Copy the records below word for word, keeping every line and its order unchanged.
==== Excerpted records ====
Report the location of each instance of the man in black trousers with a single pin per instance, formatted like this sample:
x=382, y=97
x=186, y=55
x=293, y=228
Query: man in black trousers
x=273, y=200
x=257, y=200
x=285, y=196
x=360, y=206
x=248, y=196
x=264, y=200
====
[The response]:
Report the location of each instance of the man in black trousers with a single pin per instance, formatted like this sample:
x=382, y=97
x=186, y=55
x=293, y=228
Query: man in black trousers
x=273, y=200
x=257, y=200
x=285, y=196
x=360, y=206
x=248, y=196
x=264, y=200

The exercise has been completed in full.